__TASK OBJECTIVE__:
Read through the listing and copy every line that contains the word "curve".

───── DATA SUPPLIED ─────

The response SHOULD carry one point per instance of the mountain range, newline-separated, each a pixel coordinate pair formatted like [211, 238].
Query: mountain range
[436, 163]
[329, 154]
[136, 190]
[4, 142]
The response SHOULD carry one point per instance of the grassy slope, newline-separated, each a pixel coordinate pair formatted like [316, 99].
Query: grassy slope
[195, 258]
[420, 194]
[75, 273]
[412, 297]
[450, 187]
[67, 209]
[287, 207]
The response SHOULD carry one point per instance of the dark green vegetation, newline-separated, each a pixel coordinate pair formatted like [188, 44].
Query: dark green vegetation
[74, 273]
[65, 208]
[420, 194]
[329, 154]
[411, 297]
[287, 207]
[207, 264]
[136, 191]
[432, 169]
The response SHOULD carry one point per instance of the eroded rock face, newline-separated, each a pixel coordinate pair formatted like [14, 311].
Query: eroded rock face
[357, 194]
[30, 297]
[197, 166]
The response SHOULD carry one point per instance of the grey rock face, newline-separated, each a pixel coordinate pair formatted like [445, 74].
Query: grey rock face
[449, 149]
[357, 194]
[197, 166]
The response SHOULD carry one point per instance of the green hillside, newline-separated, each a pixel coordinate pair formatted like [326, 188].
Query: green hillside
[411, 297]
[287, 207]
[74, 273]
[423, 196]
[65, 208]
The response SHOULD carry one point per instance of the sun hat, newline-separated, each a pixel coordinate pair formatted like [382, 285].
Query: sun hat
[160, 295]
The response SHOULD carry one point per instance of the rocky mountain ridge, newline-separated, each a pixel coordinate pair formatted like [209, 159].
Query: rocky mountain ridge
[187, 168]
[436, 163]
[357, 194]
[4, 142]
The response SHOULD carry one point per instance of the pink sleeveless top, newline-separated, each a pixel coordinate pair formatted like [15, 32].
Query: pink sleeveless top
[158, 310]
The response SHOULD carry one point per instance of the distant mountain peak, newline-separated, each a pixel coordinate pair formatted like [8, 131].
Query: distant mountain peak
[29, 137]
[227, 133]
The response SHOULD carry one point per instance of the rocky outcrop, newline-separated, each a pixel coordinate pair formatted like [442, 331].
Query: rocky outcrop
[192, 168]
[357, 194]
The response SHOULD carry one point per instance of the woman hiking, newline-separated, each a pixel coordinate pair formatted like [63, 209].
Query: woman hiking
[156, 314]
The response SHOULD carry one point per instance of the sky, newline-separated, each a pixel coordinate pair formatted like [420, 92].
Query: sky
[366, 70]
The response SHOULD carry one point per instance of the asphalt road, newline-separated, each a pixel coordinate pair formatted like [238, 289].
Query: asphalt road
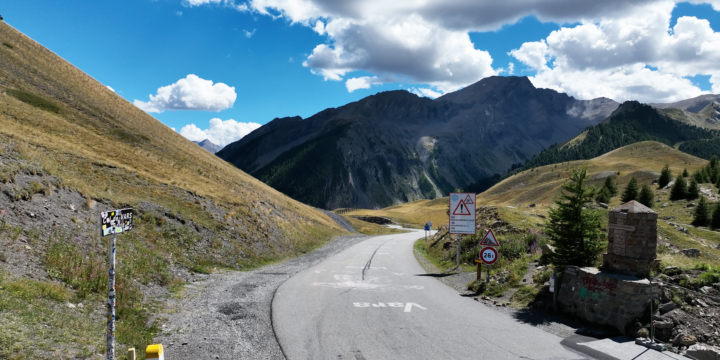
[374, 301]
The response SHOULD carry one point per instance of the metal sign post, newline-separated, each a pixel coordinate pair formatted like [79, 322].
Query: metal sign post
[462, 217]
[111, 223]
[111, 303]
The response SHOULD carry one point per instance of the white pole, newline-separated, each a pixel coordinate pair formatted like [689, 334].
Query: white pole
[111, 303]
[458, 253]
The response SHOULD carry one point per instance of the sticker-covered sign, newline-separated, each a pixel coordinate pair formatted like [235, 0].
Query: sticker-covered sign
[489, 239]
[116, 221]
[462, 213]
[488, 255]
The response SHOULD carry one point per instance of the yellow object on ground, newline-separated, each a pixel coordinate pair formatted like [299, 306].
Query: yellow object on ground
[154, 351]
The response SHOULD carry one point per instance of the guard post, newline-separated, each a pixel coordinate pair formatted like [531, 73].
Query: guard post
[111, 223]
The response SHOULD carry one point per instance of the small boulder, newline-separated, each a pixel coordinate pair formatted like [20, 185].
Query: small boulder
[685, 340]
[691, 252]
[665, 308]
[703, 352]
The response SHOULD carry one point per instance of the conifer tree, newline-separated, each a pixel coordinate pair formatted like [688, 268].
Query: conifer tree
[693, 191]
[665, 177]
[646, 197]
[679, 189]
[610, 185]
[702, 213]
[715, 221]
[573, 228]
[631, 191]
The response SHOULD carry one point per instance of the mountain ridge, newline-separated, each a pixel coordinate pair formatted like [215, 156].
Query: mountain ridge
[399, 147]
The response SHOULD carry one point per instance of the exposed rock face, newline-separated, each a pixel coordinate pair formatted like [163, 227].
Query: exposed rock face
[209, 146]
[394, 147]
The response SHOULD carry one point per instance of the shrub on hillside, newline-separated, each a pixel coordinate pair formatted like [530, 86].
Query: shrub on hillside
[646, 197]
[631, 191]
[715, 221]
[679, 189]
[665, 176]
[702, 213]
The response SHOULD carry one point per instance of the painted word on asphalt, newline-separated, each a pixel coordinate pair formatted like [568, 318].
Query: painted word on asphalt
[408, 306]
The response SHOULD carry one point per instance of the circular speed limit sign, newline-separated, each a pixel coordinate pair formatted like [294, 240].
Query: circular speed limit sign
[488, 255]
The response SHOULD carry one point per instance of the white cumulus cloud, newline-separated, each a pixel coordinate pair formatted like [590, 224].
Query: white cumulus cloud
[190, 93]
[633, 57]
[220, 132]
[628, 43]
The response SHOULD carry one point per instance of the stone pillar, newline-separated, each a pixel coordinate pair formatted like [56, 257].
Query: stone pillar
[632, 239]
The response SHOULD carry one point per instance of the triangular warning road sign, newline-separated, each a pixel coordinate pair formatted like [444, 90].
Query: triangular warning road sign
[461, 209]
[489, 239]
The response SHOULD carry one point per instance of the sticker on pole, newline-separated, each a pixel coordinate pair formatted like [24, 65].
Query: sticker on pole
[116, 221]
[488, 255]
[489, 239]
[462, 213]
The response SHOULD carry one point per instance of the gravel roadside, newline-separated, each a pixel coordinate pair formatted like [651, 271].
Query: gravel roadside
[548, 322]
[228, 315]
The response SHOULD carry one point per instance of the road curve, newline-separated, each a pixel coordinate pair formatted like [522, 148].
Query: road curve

─────
───── DATA SUPPLIED ─────

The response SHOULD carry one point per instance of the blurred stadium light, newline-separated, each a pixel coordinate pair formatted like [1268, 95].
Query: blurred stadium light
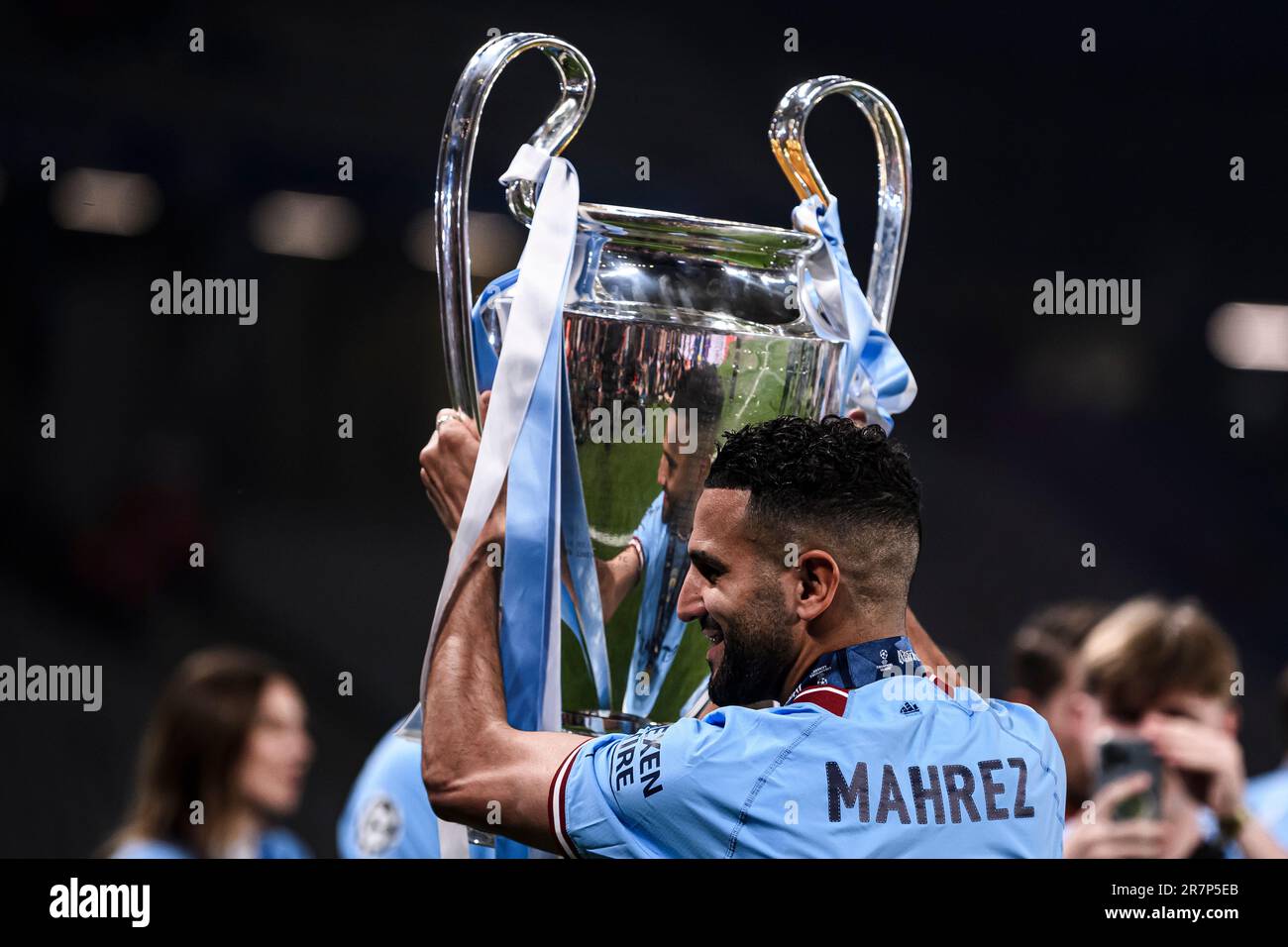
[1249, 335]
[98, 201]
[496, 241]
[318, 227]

─────

__WRITTEN RESPONSE__:
The response SHOULD carry one point per instance of the road curve, newline-separated, each a pixel coordinate pair formatted like [522, 148].
Query: road curve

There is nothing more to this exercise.